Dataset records

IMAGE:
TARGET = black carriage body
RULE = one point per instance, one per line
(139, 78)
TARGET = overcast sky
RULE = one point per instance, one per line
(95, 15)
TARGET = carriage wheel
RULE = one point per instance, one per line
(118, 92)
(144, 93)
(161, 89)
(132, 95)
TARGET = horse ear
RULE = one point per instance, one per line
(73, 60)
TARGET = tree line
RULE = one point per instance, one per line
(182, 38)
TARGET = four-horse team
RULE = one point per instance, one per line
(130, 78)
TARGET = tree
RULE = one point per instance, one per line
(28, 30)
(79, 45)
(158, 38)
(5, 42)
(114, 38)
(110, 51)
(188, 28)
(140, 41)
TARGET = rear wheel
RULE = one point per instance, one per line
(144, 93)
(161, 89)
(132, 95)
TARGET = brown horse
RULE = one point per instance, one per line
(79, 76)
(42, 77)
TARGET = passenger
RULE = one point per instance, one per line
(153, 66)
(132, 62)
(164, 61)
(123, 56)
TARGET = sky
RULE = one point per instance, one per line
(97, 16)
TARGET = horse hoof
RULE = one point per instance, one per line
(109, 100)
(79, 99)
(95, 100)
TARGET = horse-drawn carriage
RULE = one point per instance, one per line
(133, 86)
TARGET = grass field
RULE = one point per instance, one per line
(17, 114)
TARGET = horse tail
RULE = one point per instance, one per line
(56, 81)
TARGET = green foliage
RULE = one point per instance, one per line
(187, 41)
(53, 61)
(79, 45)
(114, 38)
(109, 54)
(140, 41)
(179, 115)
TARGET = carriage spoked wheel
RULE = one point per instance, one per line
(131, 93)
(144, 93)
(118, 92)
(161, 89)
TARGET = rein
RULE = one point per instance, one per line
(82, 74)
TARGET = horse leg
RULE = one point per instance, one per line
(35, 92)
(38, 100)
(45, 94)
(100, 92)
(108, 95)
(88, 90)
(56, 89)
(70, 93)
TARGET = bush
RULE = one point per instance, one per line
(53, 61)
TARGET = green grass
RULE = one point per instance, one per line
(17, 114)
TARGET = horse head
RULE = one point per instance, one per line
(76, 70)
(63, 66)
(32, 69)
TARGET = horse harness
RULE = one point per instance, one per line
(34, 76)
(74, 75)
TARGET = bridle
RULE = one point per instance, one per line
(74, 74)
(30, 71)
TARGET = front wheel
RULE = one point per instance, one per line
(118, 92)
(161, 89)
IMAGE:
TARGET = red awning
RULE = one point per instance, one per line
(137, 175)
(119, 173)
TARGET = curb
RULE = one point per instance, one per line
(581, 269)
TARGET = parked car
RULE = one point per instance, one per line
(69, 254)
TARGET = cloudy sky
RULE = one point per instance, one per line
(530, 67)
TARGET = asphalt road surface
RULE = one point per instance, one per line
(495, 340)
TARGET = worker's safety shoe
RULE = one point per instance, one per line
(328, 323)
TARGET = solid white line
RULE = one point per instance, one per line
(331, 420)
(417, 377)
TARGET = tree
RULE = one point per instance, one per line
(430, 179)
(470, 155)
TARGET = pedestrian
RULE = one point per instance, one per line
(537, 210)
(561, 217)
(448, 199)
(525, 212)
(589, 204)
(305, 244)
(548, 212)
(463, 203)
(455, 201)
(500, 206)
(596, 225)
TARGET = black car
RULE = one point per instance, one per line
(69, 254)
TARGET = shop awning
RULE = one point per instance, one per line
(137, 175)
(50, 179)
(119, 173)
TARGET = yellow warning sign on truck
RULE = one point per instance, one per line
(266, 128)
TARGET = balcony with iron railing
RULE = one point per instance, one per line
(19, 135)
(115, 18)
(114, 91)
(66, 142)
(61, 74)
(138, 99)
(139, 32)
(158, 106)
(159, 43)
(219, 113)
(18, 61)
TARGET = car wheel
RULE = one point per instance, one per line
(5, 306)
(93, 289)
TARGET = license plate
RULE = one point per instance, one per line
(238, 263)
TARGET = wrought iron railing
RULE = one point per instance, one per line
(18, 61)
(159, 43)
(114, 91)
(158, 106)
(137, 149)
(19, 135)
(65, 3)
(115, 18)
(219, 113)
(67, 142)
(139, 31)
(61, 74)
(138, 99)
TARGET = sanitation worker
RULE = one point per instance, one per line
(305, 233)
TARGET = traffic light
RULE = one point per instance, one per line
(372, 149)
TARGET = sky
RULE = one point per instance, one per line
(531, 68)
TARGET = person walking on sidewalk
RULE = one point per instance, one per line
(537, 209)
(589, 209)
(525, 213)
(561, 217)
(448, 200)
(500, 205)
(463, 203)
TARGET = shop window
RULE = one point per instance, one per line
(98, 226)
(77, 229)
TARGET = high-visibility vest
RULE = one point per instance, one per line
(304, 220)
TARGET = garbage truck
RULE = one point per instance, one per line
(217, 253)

- [Directions for this task]:
Restate the records above in full, keeping each line exactly as it stands.

- [Result below]:
IMAGE:
TARGET = black carriage body
RULE = one point per instance, one per line
(139, 78)
TARGET = overcast sky
RULE = one point per instance, one per line
(95, 15)
TARGET = carriage wheel
RULE = one point per instance, one per line
(118, 92)
(144, 93)
(161, 89)
(132, 95)
TARGET = horse ear
RULE = one point per instance, one per line
(73, 60)
TARGET = tree line
RULE = one point per instance, one per line
(182, 38)
TARGET = four-horse team
RULE = one point per instance, one per line
(130, 78)
TARGET = tree
RULE = one point per instance, one per line
(28, 30)
(79, 45)
(158, 38)
(5, 42)
(114, 38)
(110, 51)
(188, 28)
(140, 41)
TARGET = rear wheel
RULE = one point per instance, one per line
(144, 93)
(161, 89)
(132, 95)
TARGET = brown horse
RULE = one point per instance, one per line
(79, 76)
(42, 77)
TARGET = passenger
RULE = one point per instance, one per line
(153, 66)
(132, 62)
(164, 61)
(123, 56)
TARGET = sky
RULE = one point per instance, one per line
(97, 16)
TARGET = horse hoof
RULE = one point per instance, one per line
(109, 100)
(79, 99)
(95, 100)
TARGET = horse-drawn carriage
RULE = one point per instance, one per line
(133, 86)
TARGET = grass field
RULE = one point per instance, one per line
(17, 114)
TARGET = horse tail
RULE = one point per instance, one per line
(56, 81)
TARGET = green foliage
RULE = one point per instance, one per line
(187, 41)
(53, 61)
(79, 45)
(114, 38)
(109, 54)
(140, 41)
(179, 115)
TARGET = carriage spoked wheel
RULE = one point per instance, one per line
(131, 93)
(144, 93)
(118, 92)
(161, 89)
TARGET = rein
RULE = one point per instance, one per line
(82, 74)
TARGET = horse leg
RULE = one point per instance, one per line
(35, 92)
(38, 100)
(45, 94)
(100, 92)
(108, 95)
(88, 90)
(56, 89)
(70, 93)
TARGET = bush
RULE = one point per instance, one per line
(53, 61)
TARGET = green grass
RULE = one point per instance, one per line
(17, 114)
TARGET = horse head
RULE = one point per instance, one per line
(76, 70)
(63, 66)
(32, 69)
TARGET = horse harness
RULE = one point per instance, one per line
(34, 76)
(74, 75)
TARGET = bridle
RULE = one point per instance, one per line
(74, 74)
(30, 71)
TARGET = front wheel
RULE = one point per instance, one per line
(118, 92)
(161, 89)
IMAGE:
TARGET = red awning
RULE = one point per instance, one per line
(137, 175)
(119, 173)
TARGET = curb
RULE = one point per instance, one per line
(581, 269)
TARGET = parked car
RULE = one point per instance, one per line
(69, 254)
TARGET = cloudy sky
RULE = one point per instance, one per line
(530, 67)
TARGET = asphalt road surface
RULE = one point per instance, one per line
(495, 340)
TARGET = worker's safety shoe
RULE = one point per instance, one per line
(328, 323)
TARGET = solid white line
RULE = one point per instance, one per line
(331, 420)
(417, 377)
TARGET = tree
RULE = one point per instance, one per line
(430, 179)
(470, 155)
TARGET = pedestrian
RULE = one point per instance, one per line
(537, 210)
(561, 217)
(448, 199)
(525, 212)
(589, 204)
(305, 244)
(548, 212)
(463, 203)
(455, 201)
(500, 206)
(596, 225)
TARGET = black car
RULE = one point per instance, one per line
(69, 254)
TARGET = shop awning
RULE = one point per instance, one per line
(137, 175)
(50, 179)
(119, 173)
TARGET = yellow warning sign on truck
RULE = one point per instance, one per line
(266, 128)
TARGET = balcony with iron railing
RULE = one point per instance, one per line
(19, 135)
(115, 18)
(114, 91)
(66, 142)
(61, 74)
(138, 99)
(139, 32)
(158, 106)
(159, 43)
(219, 113)
(18, 61)
TARGET = car wheel
RULE = one point per instance, one per line
(5, 306)
(93, 289)
TARGET = license plate
RULE = one point per instance, one per line
(238, 263)
TARGET = wrought iron railing
RULE = one point per instance, one per line
(18, 61)
(159, 43)
(114, 91)
(158, 106)
(137, 149)
(19, 135)
(65, 3)
(115, 18)
(219, 113)
(67, 142)
(139, 31)
(61, 74)
(138, 99)
TARGET = sanitation worker
RULE = one point per instance, one per line
(305, 233)
TARGET = traffic light
RULE = one point per instance, one per line
(372, 149)
TARGET = sky
RULE = one point per instance, one per line
(531, 68)
TARGET = person walking on sidewalk
RULE = one point per instance, one per line
(537, 209)
(589, 209)
(525, 213)
(561, 217)
(448, 200)
(500, 205)
(463, 203)
TARGET = shop window
RULE = one point per instance, one per line
(98, 226)
(77, 229)
TARGET = high-visibility vest
RULE = one point per instance, one per line
(304, 220)
TARGET = garbage truck
RULE = one point per instance, one per line
(217, 253)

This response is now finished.